### Aim of the exercise
Rewrite everything from the line containing "Exercise. Point to every instance of the white window" through the end of the data, replacing "exterior electrical outlet" with "outdoor power outlet" and leaving all else unchanged.

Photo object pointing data
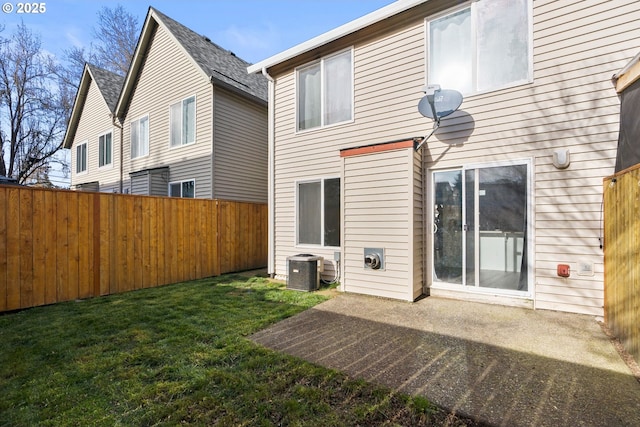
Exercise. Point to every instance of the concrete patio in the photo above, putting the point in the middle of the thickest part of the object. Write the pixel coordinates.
(503, 366)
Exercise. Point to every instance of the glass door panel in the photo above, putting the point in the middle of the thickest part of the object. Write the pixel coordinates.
(480, 227)
(447, 227)
(502, 224)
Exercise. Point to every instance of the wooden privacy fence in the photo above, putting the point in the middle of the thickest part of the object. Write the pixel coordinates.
(622, 257)
(58, 245)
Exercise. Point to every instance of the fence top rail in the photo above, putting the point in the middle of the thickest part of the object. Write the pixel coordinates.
(622, 172)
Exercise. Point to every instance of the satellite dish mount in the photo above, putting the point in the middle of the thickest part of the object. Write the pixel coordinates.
(437, 103)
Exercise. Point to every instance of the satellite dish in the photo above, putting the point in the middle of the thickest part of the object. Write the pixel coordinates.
(436, 104)
(440, 104)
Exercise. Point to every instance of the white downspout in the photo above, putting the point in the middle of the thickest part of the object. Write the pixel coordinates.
(271, 182)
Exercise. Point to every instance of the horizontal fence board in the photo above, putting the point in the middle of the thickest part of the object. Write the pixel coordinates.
(60, 245)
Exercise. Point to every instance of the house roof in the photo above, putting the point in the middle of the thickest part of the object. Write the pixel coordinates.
(627, 75)
(109, 84)
(394, 8)
(220, 66)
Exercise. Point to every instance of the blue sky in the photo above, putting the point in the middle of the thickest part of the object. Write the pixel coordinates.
(252, 29)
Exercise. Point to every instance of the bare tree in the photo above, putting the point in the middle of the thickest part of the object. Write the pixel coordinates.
(32, 117)
(117, 34)
(114, 43)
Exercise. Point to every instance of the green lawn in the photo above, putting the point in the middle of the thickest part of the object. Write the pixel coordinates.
(179, 354)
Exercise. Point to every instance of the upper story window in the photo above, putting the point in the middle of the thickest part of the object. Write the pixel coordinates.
(482, 47)
(183, 122)
(105, 150)
(325, 91)
(183, 189)
(81, 158)
(140, 137)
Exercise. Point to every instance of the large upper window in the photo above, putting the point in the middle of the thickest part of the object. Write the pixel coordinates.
(182, 189)
(183, 122)
(318, 221)
(105, 150)
(325, 91)
(81, 158)
(140, 137)
(483, 47)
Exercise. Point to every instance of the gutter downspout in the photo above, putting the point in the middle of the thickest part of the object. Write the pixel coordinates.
(271, 181)
(116, 123)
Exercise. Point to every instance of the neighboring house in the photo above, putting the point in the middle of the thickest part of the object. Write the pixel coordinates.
(193, 123)
(93, 135)
(505, 193)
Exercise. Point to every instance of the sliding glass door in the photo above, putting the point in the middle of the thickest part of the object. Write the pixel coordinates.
(480, 226)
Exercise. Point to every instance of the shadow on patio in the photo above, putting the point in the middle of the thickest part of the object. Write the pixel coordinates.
(500, 365)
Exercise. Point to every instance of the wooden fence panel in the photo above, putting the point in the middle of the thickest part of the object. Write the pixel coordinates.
(622, 257)
(59, 245)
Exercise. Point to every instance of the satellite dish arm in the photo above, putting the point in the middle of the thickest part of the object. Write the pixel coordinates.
(431, 99)
(436, 125)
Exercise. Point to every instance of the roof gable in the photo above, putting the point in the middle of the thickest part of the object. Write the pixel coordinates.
(372, 18)
(109, 85)
(216, 64)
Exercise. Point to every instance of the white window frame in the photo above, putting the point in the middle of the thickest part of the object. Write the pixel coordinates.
(322, 181)
(474, 77)
(100, 149)
(182, 182)
(171, 118)
(86, 158)
(321, 62)
(137, 123)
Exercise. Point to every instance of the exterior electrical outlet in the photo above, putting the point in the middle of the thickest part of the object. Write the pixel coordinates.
(374, 258)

### Response for this exercise
Exercise. Point to every instance of the white window frame in the photo above, putting the point in the middle of the thickest part of the object. Write the pixel coordinates.
(322, 181)
(474, 77)
(100, 149)
(182, 182)
(171, 118)
(86, 158)
(321, 62)
(137, 123)
Exercise. Point to every instance of the outdoor power outlet in the photo above, putting the point in the middle of the thickest part of the object. Write the pixel coordinates.
(374, 258)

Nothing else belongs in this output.